Exercise objective = Only the lines in the entries below from the line with "Task: Expected behaviour is that every instance of the bird" to the line with "Task: Expected behaviour is that every instance of the red", both included, belong in the answer, transcribed exactly and without pictures.

Extracted data entries:
══════════════════════════════
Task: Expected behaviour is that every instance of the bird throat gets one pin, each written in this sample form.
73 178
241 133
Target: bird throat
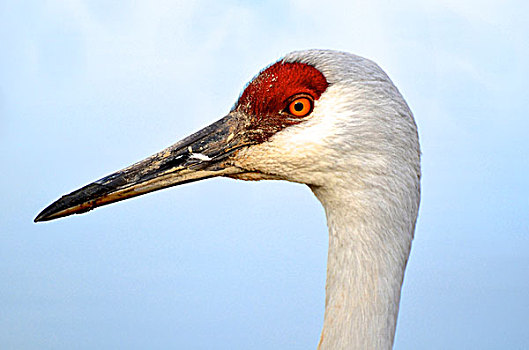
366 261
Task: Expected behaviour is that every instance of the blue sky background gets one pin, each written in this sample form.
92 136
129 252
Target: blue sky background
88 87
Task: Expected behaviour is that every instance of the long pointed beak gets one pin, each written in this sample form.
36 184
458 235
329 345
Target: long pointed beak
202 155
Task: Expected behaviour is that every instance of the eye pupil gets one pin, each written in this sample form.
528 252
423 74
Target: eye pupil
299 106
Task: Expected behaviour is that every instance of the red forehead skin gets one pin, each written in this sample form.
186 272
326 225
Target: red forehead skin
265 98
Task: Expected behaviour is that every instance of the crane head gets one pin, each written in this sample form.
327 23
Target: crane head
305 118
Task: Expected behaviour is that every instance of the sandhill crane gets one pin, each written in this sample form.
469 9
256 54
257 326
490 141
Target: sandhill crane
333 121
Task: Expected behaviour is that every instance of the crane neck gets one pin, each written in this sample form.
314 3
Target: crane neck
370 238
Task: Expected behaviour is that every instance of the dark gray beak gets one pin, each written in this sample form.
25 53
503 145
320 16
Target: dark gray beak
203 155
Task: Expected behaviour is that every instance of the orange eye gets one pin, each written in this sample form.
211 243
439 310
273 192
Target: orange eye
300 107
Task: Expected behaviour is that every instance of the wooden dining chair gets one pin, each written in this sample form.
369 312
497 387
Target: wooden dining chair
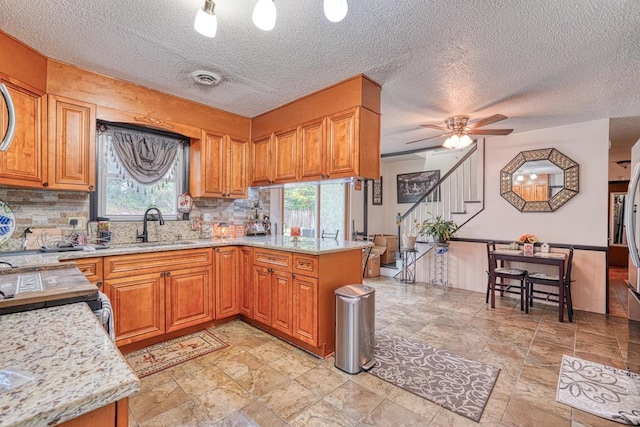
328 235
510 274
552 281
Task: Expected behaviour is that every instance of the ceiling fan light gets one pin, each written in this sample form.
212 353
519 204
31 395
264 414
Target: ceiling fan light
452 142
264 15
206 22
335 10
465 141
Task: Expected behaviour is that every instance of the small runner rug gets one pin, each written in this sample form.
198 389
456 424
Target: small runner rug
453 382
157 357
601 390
══════════════════════════════
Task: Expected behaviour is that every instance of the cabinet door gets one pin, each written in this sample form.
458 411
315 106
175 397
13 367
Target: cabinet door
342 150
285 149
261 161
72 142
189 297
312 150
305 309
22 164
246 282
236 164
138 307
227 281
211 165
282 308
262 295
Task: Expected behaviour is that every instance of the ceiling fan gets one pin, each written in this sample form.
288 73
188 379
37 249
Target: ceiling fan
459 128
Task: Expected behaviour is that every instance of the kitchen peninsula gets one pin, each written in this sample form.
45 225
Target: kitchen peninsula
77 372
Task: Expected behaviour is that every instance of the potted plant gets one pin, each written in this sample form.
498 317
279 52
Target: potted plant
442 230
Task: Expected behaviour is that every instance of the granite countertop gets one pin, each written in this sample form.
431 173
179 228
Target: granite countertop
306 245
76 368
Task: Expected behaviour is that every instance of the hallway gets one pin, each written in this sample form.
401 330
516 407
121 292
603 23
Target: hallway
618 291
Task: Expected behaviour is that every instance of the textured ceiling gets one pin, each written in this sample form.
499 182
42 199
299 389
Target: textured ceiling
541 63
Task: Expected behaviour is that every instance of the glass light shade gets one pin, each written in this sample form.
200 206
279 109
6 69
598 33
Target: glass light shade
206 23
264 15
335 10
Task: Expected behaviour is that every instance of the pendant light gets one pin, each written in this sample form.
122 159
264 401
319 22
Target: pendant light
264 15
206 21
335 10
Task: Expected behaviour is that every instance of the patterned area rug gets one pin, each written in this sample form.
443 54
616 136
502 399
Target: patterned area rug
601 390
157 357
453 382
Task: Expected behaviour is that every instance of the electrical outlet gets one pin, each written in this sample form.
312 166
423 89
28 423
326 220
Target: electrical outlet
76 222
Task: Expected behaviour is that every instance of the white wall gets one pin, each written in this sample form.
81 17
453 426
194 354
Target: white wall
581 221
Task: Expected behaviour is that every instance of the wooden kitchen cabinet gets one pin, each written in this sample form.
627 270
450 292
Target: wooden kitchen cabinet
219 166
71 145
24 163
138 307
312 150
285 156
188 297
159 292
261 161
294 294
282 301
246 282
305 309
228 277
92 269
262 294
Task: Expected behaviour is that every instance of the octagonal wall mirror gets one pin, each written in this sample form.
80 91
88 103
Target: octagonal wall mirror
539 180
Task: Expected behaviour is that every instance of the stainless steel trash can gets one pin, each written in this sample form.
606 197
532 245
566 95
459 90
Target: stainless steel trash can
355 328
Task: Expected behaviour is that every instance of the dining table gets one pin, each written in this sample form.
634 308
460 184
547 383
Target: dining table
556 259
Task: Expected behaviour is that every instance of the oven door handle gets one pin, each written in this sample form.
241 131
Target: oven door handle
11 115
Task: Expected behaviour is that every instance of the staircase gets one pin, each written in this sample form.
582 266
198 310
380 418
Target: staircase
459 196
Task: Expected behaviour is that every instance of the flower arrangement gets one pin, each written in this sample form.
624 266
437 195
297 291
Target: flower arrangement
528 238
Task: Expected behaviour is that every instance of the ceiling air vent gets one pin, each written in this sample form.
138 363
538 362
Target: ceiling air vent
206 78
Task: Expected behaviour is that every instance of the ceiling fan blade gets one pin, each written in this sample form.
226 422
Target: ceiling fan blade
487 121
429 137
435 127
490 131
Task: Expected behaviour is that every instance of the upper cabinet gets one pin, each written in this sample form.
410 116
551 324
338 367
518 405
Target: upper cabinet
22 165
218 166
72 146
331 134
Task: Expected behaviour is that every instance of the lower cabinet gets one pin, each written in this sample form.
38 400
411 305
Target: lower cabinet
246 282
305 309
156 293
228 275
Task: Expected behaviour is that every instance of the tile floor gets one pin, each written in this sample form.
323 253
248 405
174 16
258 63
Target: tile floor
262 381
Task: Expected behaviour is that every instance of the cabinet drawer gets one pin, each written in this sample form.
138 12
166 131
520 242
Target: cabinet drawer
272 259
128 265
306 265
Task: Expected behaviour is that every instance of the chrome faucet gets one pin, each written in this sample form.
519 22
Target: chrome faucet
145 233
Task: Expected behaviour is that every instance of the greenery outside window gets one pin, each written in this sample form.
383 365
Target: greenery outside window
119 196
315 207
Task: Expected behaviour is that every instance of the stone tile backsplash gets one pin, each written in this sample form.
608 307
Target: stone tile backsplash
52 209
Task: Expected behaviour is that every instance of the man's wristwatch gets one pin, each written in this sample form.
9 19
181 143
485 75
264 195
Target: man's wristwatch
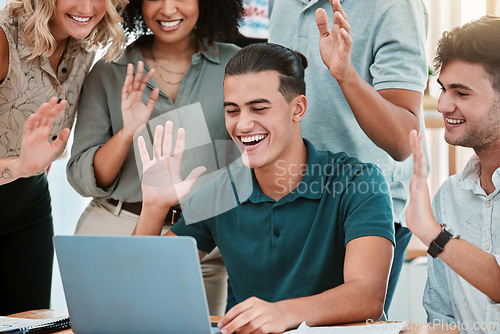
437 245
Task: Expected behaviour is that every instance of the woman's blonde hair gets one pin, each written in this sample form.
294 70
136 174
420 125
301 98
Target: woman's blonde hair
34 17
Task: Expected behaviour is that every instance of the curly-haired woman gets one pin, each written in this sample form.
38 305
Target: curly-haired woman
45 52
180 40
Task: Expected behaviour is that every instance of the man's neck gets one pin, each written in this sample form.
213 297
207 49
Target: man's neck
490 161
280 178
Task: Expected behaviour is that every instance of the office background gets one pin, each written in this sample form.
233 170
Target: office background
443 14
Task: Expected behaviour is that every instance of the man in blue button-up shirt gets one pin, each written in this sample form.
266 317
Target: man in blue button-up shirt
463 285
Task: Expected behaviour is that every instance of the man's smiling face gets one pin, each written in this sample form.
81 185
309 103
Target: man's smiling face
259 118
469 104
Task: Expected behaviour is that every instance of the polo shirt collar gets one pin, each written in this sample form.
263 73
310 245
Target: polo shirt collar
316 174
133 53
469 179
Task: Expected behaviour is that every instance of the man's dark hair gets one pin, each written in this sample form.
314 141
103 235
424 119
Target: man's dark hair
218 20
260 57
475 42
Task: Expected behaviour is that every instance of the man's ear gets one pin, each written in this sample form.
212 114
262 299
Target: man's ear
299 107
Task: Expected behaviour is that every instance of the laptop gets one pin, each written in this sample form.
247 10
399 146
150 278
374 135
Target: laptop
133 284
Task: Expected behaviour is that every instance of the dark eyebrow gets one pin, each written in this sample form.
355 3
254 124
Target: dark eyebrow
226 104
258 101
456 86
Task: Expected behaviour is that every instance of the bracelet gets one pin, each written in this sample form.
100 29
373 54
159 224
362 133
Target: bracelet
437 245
══════════════════════════════
Task answer =
Task: Expected behaviour is that every instance of the bird throat gets one pin, each written in this sample form.
73 178
241 133
Target: bird throat
366 261
Task: Expected behaviour is that every instance of the blue sky background gets one pin, each written in this sample form.
92 136
129 252
Target: blue sky background
88 87
Task: Expected behaviour is that every instance of the long pointed beak gets one pin, each written in this sample form.
36 184
458 235
329 345
Target: long pointed beak
202 155
Task: Expected behaviour is that every instance of the eye pupil gets one pin, each written in this sample form.
528 252
423 74
Target: eye pupil
299 106
Task: Expected behaviour is that every instance of the red forehead skin gets one pin, each written in this sample form.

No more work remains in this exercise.